ТЕКСТОВЫЙ БЛОК>

*-*-*

Примечательно, что признавая тот факт, что обычное сознание корнями уходит во множественные «сферы» неопределённых масштабов, описанные автором в другой работе, Джеймс стремится выйти за пределы «логики здравого смысла» и обратиться к эпистемологии, способной объять единство или сосуществование противоположностей. Когда знание устройства (в данном случае, устройства сознания или психики) достигает порога сложности, как показывают многочисленные примеры Морена, в системе знаний неизбежно начинаются соответствующие преобразования. Ниже мы увидим, что подобные преобразования являются характерной чертой трансперсонального проекта.

*-*-*

ЗАПИСИ ДАННЫХ>
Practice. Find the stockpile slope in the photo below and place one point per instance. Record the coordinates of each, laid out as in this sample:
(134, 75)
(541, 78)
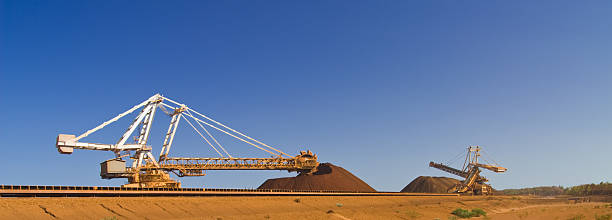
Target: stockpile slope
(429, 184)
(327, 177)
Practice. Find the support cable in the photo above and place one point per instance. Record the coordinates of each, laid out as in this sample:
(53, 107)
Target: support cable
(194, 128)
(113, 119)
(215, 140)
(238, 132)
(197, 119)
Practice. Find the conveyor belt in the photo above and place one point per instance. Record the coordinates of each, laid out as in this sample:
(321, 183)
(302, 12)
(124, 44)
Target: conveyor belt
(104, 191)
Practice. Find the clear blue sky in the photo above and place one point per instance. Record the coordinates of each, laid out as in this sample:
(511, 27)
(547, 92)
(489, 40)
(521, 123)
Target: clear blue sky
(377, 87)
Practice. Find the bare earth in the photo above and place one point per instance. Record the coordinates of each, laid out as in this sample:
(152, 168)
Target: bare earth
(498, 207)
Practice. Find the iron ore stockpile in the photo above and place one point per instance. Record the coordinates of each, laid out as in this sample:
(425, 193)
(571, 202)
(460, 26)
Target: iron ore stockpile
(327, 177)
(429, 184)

*-*-*

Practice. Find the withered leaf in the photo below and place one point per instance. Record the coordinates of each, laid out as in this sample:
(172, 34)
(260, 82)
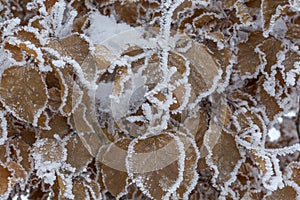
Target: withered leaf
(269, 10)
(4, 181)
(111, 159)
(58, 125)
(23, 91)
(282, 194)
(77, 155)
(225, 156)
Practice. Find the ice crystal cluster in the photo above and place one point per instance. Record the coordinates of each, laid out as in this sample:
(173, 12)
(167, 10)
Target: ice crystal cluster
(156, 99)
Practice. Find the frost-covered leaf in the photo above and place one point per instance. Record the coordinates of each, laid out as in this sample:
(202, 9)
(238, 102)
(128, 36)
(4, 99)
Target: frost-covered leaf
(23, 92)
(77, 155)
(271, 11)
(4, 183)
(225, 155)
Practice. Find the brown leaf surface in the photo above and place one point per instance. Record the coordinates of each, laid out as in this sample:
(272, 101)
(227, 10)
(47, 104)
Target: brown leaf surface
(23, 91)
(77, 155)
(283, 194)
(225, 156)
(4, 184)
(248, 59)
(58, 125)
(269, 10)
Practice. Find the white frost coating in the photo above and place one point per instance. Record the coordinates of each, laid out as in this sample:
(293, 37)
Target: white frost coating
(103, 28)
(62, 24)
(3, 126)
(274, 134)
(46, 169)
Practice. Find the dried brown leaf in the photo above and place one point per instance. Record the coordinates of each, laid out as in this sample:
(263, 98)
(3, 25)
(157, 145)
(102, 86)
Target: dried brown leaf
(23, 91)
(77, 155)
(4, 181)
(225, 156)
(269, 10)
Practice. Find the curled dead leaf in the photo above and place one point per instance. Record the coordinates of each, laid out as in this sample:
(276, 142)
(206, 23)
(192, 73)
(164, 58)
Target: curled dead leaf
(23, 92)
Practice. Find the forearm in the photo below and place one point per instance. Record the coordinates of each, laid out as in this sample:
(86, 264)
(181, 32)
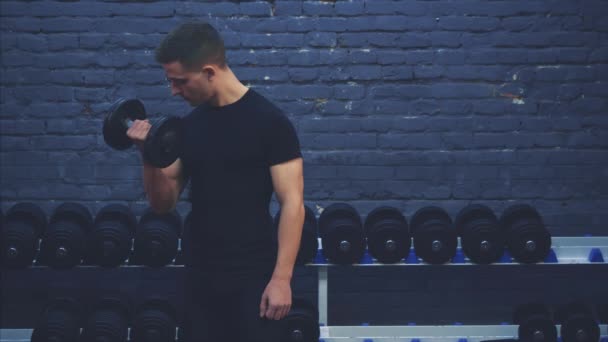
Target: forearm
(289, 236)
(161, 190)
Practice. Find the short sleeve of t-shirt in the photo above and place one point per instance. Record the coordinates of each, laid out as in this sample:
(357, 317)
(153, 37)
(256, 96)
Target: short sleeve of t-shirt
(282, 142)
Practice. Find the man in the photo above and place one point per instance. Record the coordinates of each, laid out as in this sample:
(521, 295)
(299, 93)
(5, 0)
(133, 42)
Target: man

*-*-*

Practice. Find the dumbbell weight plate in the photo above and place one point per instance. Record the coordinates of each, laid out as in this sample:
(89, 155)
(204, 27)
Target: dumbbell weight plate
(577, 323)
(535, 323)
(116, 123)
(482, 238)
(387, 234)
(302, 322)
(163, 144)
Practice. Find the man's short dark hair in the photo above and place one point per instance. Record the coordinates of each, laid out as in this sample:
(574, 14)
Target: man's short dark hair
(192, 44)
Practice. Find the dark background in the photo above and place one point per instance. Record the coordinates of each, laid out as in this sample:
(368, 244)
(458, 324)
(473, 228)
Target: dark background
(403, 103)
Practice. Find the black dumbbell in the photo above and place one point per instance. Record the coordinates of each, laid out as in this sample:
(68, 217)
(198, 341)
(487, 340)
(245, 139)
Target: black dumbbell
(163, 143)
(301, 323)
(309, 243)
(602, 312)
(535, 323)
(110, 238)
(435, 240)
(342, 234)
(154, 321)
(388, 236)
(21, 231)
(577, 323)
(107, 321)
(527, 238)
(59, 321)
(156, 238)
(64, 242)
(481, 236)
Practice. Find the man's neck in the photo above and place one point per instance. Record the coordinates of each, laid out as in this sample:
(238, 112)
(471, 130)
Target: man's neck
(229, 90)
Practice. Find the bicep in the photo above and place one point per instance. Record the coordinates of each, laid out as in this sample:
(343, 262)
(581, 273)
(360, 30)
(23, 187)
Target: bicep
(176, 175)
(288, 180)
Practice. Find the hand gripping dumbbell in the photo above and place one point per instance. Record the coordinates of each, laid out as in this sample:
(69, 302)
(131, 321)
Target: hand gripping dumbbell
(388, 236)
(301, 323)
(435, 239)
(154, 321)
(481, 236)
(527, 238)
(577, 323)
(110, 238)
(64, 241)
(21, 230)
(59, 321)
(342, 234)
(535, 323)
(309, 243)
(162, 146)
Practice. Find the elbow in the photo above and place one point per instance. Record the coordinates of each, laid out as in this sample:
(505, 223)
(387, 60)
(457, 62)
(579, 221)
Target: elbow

*-*-*

ЗАДАНИЕ> Отредактируйте кусок текста о сознании, который начинается словами "Примечательно, что признавая" и заканчивается словами "чертой трансперсонального проекта.": перепишите его, поставив "теории познания" вместо "эпистемологии".

РЕШЕНИЕ>
Примечательно, что признавая тот факт, что обычное сознание корнями уходит во множественные «сферы» неопределённых масштабов, описанные автором в другой работе, Джеймс стремится выйти за пределы «логики здравого смысла» и обратиться к теории познания, способной объять единство или сосуществование противоположностей. Когда знание устройства (в данном случае, устройства сознания или психики) достигает порога сложности, как показывают многочисленные примеры Морена, в системе знаний неизбежно начинаются соответствующие преобразования. Ниже мы увидим, что подобные преобразования являются характерной чертой трансперсонального проекта.